Фрагмент текста:
◇ ◇ ◇ ◇ ◇
Николай Лысенко / 24 октября 2014
http://rusplt.ru/society/kazatskiy-gosu … 13827.html
Казацкий государь всея Руси
Хорунжий Емельян Пугачев ценой своей гибели сумел остановить закрепощение казаков
Повстанческое творчество казаков
Последним военным выступлением казацкого народа в борьбе за политический суверенитет Присуда Казацкого стала война яицких казаков 1773-1775 годов под предводительством атамана Емельяна Пугачева. Оценки этого крупного политического события в исторической литературе ХIХ и ХХ столетий очень различны. Дворянские историки середины-конца ХIХ века называли повстанческую войну Пугачева «бунтом», «пугачевщиной», не видели в ней никаких иных целей, кроме неистового желания во что бы то ни стало «насладиться жизнью». Советские историки старались всячески затушевать казацкую этническую природу пугачевской военной эпопеи, активно муссировали ложный тезис о якобы крестьянской социальной основе повстанцев. Только немногим из советских ученых, подобно академику Владимиру Мавродину, удавалось сохранить хотя бы некоторую объективность в своих трудах.
Только в самое недавнее время появились исследовательские попытки выяснить подлинную, то есть казацки-этническую природу произошедшего в 1773 году восстания на Яике. Например, в вышедшем в 1992 году обстоятельном исследовании А.Б. Каменского, посвященном эпохе Екатерины II, война Пугачева рассматривается как «последняя серьезная попытка казачества воспротивиться наступлению регулярства, то есть перевода вольного казачества на положение регулярных частей русской армии». В недавней книге известного историка С.А. Козлова «Кавказ в судьбах казачества: ХVI-ХVIII веков» сформулирован наиболее объективный взгляд на подлинную причину масштабной военно-политической борьбы казаков, которая «не была, конечно, ни крестьянской войной, — подчеркивает С.А. Козлов, — ни своеобразным движением против центра, как утверждают некоторые историки. Это было движение казаков за сохранение традиционных казачьих прав и самостоятельности Войска».
В этом контексте политическая фигура Пугачева совершенно лишается исполинской миссии отрицательного или, напротив, положительного героя-индивидуалиста, что настойчиво пытались приписать вождю повстанцев дворянские и советские историки. Пугачев был, конечно, только знаменем национального восстания яицких казаков, причем даже не столько он сам, сколько его легендарный облик «государя Петра Федоровича». Сама же повстанческая война 1773-1775 годов стала, прежде всего, коллективным «национальным творчеством» казаков — самобытного народа донских и приволжских степей, не смирившегося с военно-политическим диктатом чуждой для них империи.
◇ ◇ ◇ ◇ ◇
Исходные данные:
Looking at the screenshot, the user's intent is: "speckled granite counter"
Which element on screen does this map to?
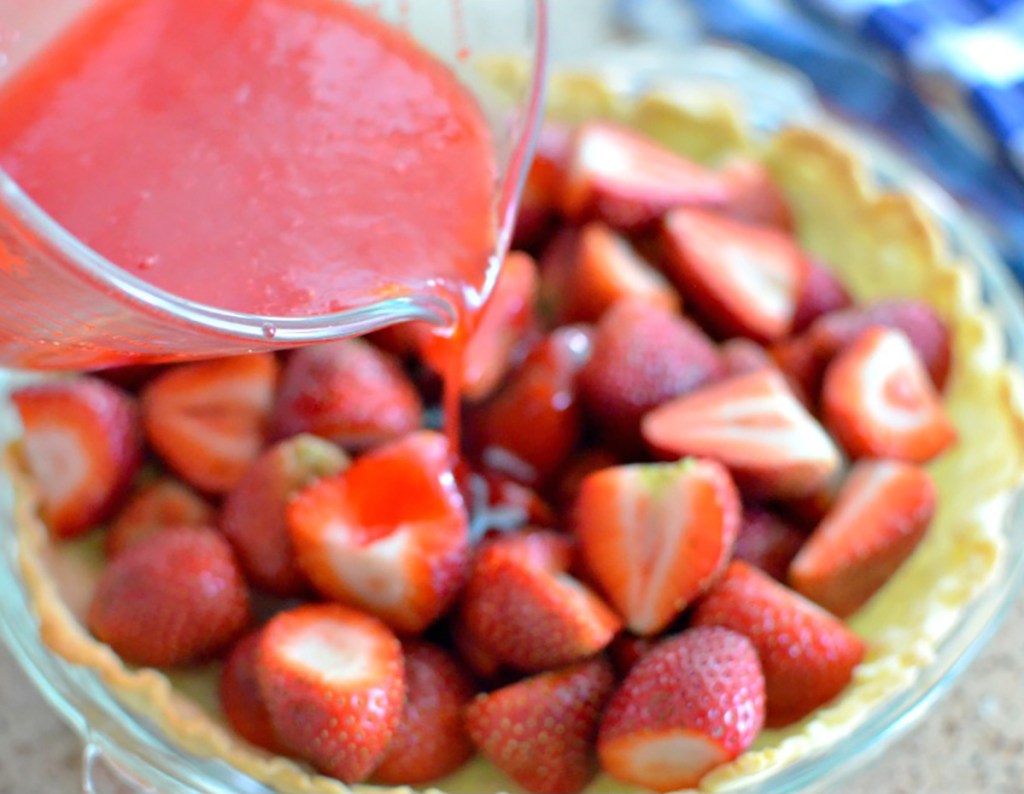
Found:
[0,599,1024,794]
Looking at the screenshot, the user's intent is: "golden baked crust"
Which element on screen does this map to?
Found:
[5,61,1024,794]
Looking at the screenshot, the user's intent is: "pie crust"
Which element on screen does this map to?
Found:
[4,61,1024,794]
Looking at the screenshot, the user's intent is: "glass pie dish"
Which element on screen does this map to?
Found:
[0,48,1024,794]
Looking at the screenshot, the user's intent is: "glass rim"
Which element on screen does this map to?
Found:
[0,0,549,346]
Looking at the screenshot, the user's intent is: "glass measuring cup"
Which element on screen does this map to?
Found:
[0,0,547,369]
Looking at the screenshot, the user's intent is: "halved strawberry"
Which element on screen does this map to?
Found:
[597,628,765,791]
[218,631,285,754]
[732,507,807,582]
[220,433,348,596]
[460,532,622,672]
[105,476,215,558]
[11,377,142,538]
[719,337,775,377]
[772,299,951,401]
[692,560,864,727]
[374,641,476,786]
[288,430,469,633]
[142,353,278,494]
[559,221,680,323]
[561,121,727,231]
[821,328,956,463]
[466,659,614,794]
[790,460,936,618]
[793,259,853,334]
[575,460,740,636]
[466,327,591,486]
[643,370,841,499]
[663,209,807,342]
[270,339,423,450]
[256,604,406,783]
[88,527,250,667]
[579,299,722,451]
[719,160,793,232]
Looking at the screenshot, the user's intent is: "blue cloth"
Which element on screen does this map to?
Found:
[617,0,1024,280]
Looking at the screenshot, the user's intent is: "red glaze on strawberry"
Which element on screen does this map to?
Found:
[218,631,285,754]
[574,460,740,636]
[643,370,842,499]
[719,160,793,233]
[466,659,614,794]
[220,434,348,596]
[466,326,591,486]
[579,299,722,451]
[270,339,423,450]
[597,627,765,791]
[692,560,864,727]
[11,377,142,538]
[373,641,476,786]
[663,209,807,342]
[793,259,853,334]
[561,121,727,231]
[142,353,278,494]
[288,430,469,634]
[105,476,216,557]
[732,508,807,582]
[821,328,956,463]
[460,532,622,672]
[790,461,936,618]
[257,604,406,783]
[558,221,680,323]
[88,527,250,667]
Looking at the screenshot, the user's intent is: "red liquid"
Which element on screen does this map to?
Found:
[0,0,495,317]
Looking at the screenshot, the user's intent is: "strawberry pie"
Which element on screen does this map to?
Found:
[7,70,1024,794]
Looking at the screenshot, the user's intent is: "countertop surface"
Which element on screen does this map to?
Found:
[0,598,1024,794]
[0,0,1024,794]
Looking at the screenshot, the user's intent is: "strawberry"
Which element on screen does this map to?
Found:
[105,476,215,558]
[719,160,793,233]
[288,430,469,634]
[466,659,614,794]
[575,459,740,636]
[662,209,807,342]
[512,122,572,249]
[467,327,591,486]
[460,532,622,672]
[692,560,864,727]
[256,604,406,783]
[643,370,841,499]
[719,337,775,377]
[561,121,727,231]
[219,631,285,755]
[608,631,656,678]
[597,627,765,791]
[374,641,476,786]
[793,259,853,334]
[270,339,423,451]
[11,377,142,538]
[790,461,935,618]
[579,299,722,451]
[732,508,805,582]
[88,527,250,667]
[220,434,348,596]
[142,353,278,494]
[821,328,956,463]
[559,221,680,323]
[772,300,951,399]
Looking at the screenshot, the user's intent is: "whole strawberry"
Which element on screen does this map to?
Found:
[256,604,406,783]
[597,627,765,791]
[88,528,250,667]
[466,659,614,794]
[374,640,476,786]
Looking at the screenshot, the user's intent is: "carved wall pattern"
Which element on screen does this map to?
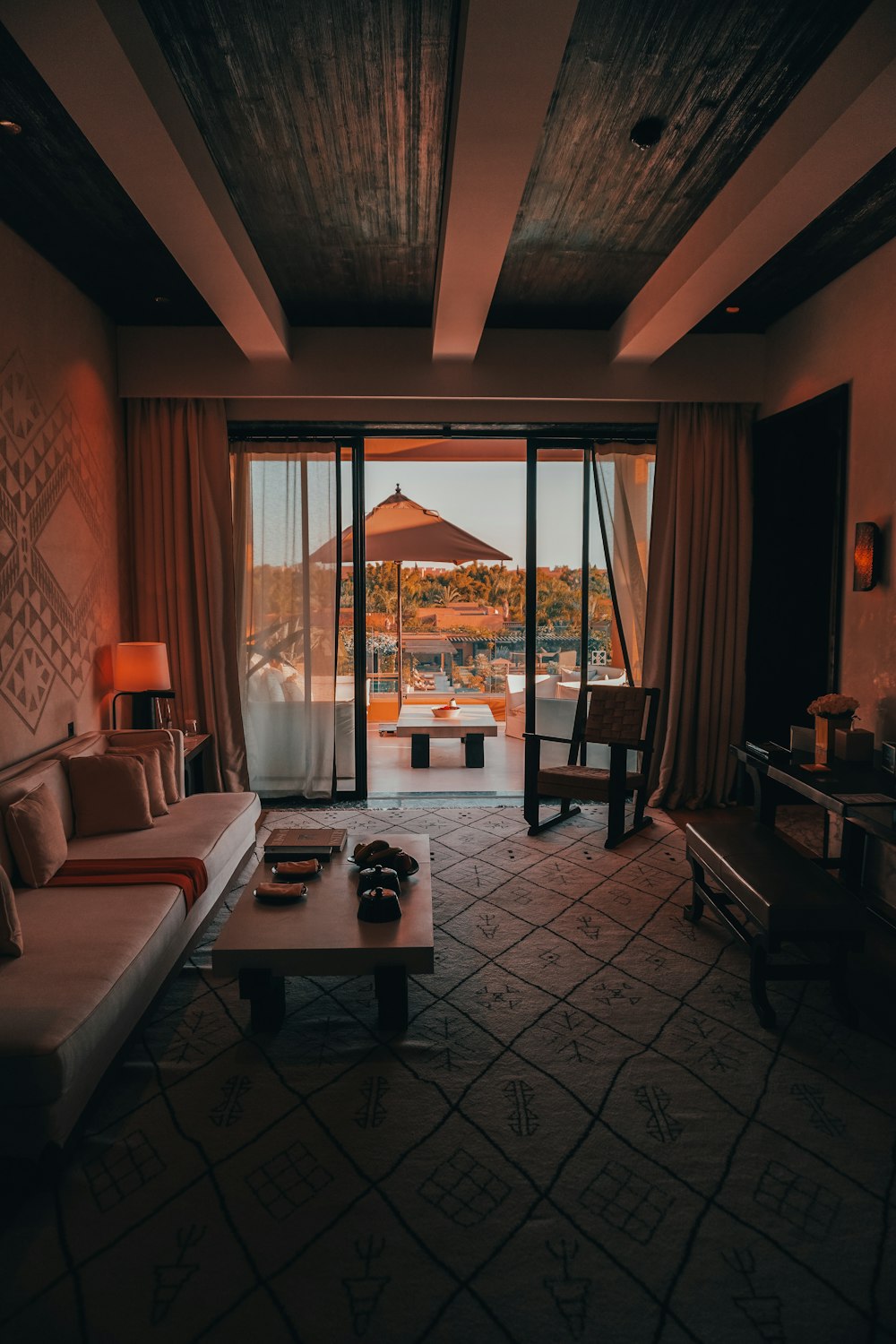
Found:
[0,351,110,734]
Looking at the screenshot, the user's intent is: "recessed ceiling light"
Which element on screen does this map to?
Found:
[630,117,667,150]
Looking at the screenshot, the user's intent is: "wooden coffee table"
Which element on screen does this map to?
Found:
[395,704,498,771]
[212,831,434,1031]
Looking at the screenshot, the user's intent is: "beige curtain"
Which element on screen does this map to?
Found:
[592,444,656,685]
[232,444,340,798]
[643,403,754,808]
[127,398,248,792]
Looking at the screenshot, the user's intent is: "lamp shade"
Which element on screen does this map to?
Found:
[116,644,170,691]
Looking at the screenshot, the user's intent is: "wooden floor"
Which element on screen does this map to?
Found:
[366,723,522,797]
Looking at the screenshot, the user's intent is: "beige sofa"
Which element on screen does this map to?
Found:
[0,731,259,1156]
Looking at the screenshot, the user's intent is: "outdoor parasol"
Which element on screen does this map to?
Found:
[342,486,511,709]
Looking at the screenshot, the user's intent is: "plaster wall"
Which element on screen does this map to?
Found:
[0,225,126,766]
[761,241,896,744]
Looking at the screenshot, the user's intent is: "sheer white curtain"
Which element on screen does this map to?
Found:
[592,444,654,685]
[232,444,339,798]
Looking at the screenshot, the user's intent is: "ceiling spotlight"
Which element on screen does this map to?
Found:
[630,117,667,150]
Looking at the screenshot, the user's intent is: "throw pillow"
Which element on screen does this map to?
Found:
[68,753,151,836]
[0,868,25,957]
[108,747,168,817]
[5,784,68,887]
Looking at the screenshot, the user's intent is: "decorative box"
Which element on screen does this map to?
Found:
[834,728,874,765]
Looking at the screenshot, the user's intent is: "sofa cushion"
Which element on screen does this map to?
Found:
[0,868,24,957]
[6,784,68,887]
[68,754,153,839]
[68,793,258,887]
[108,747,173,817]
[103,728,184,806]
[0,761,75,887]
[0,884,184,1107]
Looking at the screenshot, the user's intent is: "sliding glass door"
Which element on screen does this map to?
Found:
[525,440,656,765]
[232,444,343,798]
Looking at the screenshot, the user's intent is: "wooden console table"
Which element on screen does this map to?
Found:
[184,733,215,797]
[731,746,896,892]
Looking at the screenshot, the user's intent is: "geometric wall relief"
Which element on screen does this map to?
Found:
[0,351,108,733]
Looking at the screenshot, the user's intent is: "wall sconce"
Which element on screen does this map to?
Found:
[111,644,175,728]
[853,523,880,593]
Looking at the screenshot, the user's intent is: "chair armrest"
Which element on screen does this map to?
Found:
[522,733,573,746]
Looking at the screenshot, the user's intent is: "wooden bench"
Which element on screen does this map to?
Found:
[684,814,866,1027]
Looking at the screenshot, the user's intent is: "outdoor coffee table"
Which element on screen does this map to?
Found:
[212,832,434,1031]
[395,704,498,771]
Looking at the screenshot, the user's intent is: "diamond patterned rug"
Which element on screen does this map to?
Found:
[0,808,896,1344]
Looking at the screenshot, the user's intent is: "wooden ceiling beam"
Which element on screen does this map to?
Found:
[433,0,578,360]
[611,0,896,365]
[0,0,289,360]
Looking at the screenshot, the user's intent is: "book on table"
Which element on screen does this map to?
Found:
[264,827,348,862]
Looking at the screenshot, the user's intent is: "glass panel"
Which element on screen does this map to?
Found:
[364,460,525,737]
[336,448,356,792]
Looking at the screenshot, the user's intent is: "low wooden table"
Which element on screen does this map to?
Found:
[212,832,434,1031]
[395,704,498,771]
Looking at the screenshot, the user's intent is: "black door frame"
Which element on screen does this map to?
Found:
[227,421,657,806]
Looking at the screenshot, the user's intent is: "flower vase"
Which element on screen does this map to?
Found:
[815,714,853,765]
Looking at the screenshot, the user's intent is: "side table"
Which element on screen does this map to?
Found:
[184,733,215,798]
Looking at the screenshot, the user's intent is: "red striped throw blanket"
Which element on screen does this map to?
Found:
[47,859,208,910]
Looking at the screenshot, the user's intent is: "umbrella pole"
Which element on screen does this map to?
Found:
[395,561,401,714]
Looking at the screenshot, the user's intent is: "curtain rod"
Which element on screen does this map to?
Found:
[227,421,657,444]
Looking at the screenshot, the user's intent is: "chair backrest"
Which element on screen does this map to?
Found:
[581,685,659,750]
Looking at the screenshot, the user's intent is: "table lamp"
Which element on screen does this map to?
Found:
[111,642,175,728]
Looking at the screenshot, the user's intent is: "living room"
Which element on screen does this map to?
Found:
[0,0,896,1344]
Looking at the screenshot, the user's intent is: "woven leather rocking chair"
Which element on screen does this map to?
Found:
[522,685,659,849]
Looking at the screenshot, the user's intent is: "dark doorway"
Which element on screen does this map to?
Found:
[745,386,849,746]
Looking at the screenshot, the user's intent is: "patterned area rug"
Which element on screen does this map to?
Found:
[0,808,896,1344]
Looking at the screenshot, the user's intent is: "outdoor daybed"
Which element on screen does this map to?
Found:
[0,730,259,1158]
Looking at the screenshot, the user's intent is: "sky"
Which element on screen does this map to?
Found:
[364,461,603,569]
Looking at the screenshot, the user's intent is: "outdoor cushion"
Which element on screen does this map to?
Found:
[68,754,153,836]
[108,747,173,817]
[685,809,863,935]
[68,793,258,886]
[0,884,184,1107]
[6,784,68,887]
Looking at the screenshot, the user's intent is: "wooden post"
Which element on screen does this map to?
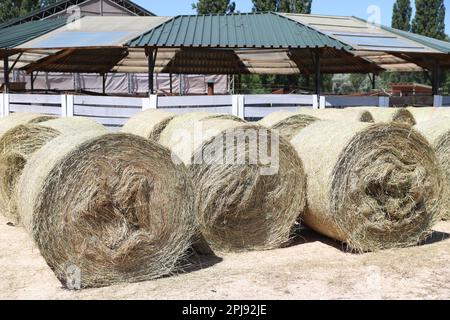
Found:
[102,73,108,94]
[3,56,9,93]
[145,49,158,94]
[314,50,322,96]
[432,61,441,96]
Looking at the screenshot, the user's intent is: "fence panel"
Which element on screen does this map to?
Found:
[7,94,62,116]
[73,96,142,131]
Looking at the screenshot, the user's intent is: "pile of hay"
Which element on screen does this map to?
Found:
[258,111,319,140]
[123,113,305,251]
[0,112,57,136]
[299,108,374,123]
[18,132,195,288]
[356,107,416,126]
[291,121,444,252]
[121,109,175,141]
[407,107,450,123]
[0,118,107,224]
[415,117,450,220]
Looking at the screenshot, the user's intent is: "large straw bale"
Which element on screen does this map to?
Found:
[291,121,445,251]
[0,118,107,224]
[18,132,196,288]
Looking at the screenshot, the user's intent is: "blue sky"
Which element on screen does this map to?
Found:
[134,0,450,34]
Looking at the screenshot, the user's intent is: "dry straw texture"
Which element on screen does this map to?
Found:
[356,107,416,126]
[408,107,450,123]
[19,132,195,288]
[415,117,450,220]
[259,111,319,140]
[299,108,374,123]
[121,109,175,141]
[0,118,107,224]
[126,113,305,251]
[292,121,444,251]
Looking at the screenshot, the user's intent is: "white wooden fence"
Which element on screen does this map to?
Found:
[0,94,389,130]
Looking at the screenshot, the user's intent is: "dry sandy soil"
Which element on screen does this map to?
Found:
[0,218,450,299]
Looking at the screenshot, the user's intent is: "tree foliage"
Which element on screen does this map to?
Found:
[392,0,412,31]
[192,0,236,14]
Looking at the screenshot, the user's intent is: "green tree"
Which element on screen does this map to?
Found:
[252,0,312,14]
[392,0,412,31]
[192,0,236,14]
[412,0,446,40]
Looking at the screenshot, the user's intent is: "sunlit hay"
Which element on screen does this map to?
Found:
[0,112,57,136]
[407,107,450,124]
[291,121,445,252]
[299,108,374,123]
[121,109,176,141]
[18,133,196,288]
[356,107,416,126]
[0,118,107,224]
[414,117,450,220]
[259,111,319,140]
[160,113,305,252]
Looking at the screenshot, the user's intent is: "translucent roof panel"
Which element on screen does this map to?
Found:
[283,13,438,53]
[19,16,170,49]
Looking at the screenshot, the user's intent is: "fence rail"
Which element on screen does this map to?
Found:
[0,94,394,130]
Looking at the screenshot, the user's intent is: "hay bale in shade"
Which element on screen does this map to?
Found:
[121,109,175,141]
[258,111,319,140]
[155,113,305,251]
[0,112,57,136]
[18,133,195,288]
[299,108,374,123]
[356,107,416,126]
[407,107,450,123]
[0,118,107,224]
[414,117,450,220]
[291,121,444,252]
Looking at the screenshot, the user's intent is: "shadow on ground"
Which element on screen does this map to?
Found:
[419,231,450,246]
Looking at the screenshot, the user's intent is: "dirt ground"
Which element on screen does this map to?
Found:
[0,218,450,300]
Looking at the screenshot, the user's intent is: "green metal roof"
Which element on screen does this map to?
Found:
[354,17,450,54]
[128,12,351,49]
[382,26,450,53]
[0,18,67,49]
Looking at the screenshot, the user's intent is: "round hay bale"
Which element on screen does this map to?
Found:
[414,117,450,220]
[258,111,319,140]
[407,107,450,124]
[0,118,107,224]
[351,107,416,126]
[291,121,444,252]
[0,112,57,136]
[121,109,175,141]
[300,108,374,123]
[156,113,305,252]
[18,132,196,288]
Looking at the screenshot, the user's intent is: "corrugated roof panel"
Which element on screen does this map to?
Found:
[128,13,351,49]
[0,18,67,48]
[20,16,171,49]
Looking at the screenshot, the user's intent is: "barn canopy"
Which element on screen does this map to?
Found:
[0,12,450,93]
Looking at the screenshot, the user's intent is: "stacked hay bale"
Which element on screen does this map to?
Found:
[259,111,319,140]
[125,110,305,251]
[291,121,444,252]
[0,117,107,224]
[415,117,450,220]
[18,132,195,288]
[299,108,374,123]
[407,107,450,124]
[356,107,416,126]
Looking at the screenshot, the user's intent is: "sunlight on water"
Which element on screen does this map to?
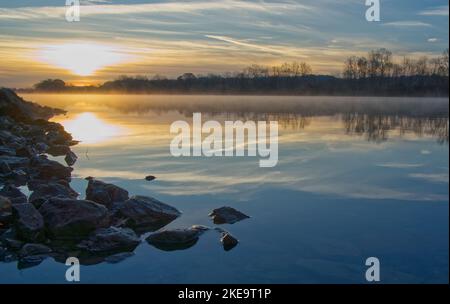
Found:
[60,112,124,144]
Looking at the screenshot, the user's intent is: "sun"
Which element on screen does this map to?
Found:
[38,42,129,76]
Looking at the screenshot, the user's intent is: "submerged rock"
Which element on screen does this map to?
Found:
[209,207,250,225]
[19,243,52,257]
[12,203,44,241]
[116,196,181,231]
[105,252,134,264]
[64,151,78,166]
[78,227,140,253]
[146,226,209,251]
[220,232,239,251]
[39,198,109,239]
[86,178,129,208]
[145,175,156,182]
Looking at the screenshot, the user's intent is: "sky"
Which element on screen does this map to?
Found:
[0,0,449,87]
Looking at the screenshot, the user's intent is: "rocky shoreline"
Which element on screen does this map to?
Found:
[0,89,248,268]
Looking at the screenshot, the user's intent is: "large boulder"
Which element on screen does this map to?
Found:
[115,196,181,231]
[209,207,250,225]
[78,227,140,253]
[0,185,28,204]
[146,226,209,251]
[30,155,73,180]
[39,198,109,239]
[29,182,78,207]
[12,203,44,242]
[86,178,129,208]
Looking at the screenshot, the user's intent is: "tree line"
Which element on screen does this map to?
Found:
[26,49,449,96]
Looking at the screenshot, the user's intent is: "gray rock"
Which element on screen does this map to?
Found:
[0,185,28,204]
[220,232,239,251]
[29,182,78,208]
[116,196,181,231]
[64,151,78,166]
[105,252,134,264]
[209,207,250,225]
[19,243,52,257]
[12,203,44,242]
[39,198,109,239]
[30,155,73,180]
[86,178,129,208]
[78,227,140,253]
[46,145,70,156]
[146,226,209,251]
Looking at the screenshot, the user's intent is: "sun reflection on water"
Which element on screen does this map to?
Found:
[60,112,123,144]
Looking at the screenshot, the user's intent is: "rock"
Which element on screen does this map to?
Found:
[0,185,28,204]
[47,145,70,156]
[29,182,78,208]
[0,155,30,170]
[19,243,52,257]
[145,175,156,182]
[0,196,12,214]
[86,178,129,208]
[220,232,239,251]
[146,226,209,251]
[0,146,16,156]
[116,196,181,231]
[64,151,78,166]
[0,228,23,251]
[30,155,73,180]
[105,252,134,264]
[39,198,109,239]
[0,161,11,174]
[209,207,250,225]
[12,203,44,241]
[78,227,140,253]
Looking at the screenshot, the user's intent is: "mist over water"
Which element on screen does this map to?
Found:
[0,95,449,283]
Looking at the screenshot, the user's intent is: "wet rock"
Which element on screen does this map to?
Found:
[145,175,156,182]
[86,178,129,208]
[0,146,16,156]
[0,161,12,175]
[47,145,70,156]
[64,151,78,166]
[19,243,52,257]
[17,254,49,270]
[105,252,134,264]
[209,207,250,225]
[39,198,109,239]
[220,232,239,251]
[146,226,209,251]
[12,203,44,241]
[30,155,73,180]
[78,227,140,253]
[0,185,28,204]
[29,182,78,208]
[0,228,23,251]
[0,196,12,229]
[0,155,30,170]
[116,196,181,231]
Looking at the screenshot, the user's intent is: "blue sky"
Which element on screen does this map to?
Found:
[0,0,449,86]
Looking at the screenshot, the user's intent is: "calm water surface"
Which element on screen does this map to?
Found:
[0,95,449,283]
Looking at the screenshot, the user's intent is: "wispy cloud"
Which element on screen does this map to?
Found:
[419,5,449,16]
[383,21,432,27]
◇ ◇ ◇ ◇ ◇
Письменные задания:
1. Ответьте на вопросы по тексту о восстании Пугачева:
(а) В какие годы шла война яицких казаков под предводительством Емельяна Пугачева?
(б) В каком году вышло исследование А.Б. Каменского, посвященное эпохе Екатерины II?
(в) Какой легендарный облик Пугачева назван знаменем восстания яицких казаков?
2. Определите, согласуется ли каждое утверждение с текстом о восстании Пугачева. Ответьте «да» или «нет» и приведите решающие слова текста.
(а) Дворянские историки называли войну Пугачева «бунтом».
(б) Академик Владимир Мавродин, по тексту, отстаивал ложный тезис о крестьянской основе повстанцев.
(в) С.А. Козлов считает борьбу казаков крестьянской войной.
3. Продолжите текст о восстании Пугачева с того места, где он заканчивается.

Ожидаемые ответы:
1.
(а) В 1773–1775 годах.
(б) В 1992 году.
(в) Облик «государя Петра Федоровича».

2.
(а) Да: «Дворянские историки середины-конца ХIХ века называли повстанческую войну Пугачева „бунтом“».
(б) Нет: «Только немногим из советских ученых, подобно академику Владимиру Мавродину, удавалось сохранить хотя бы некоторую объективность в своих трудах».
(в) Нет: «не была, конечно, ни крестьянской войной».

3.
Казака нельзя сечь
Пугачев родился около 1742 года в казацкой станице Зимовейской области Войска Донского, — в той самой, где за 100 лет до него был рожден Степан Разин. Как сообщал на допросах сам Пугачев, его семья придерживалась никонианского Православия, в отличие от большинства этнических донских и яицких казаков, исповедовавших Древлеправославное благочестие (старообрядчество).
Уже в 18 лет Пугачев отправился отбывать «налог кровью», то есть служить в казацких полках регулярной армии Российской Империи. В 19 лет он женился на казачке станицы Есауловской — Софье Недюжевой. У них родились дети: в 1764 году — сын Трофим, а через несколько лет — дочери Аграфена и Христина. Дети, не принимавшие по малолетству ни малейшего участия в повстанческой войне 1773-1775 годов, имели из-за отца страшную судьбу.
Впервые воевать Пугачеву пришлось в Семилетней войне (1756-1763), где он заслужил благодарность от полкового начальства своей «отменной проворностью». За эту проворность полковник Денисов взял Пугачева к себе в ординарцы.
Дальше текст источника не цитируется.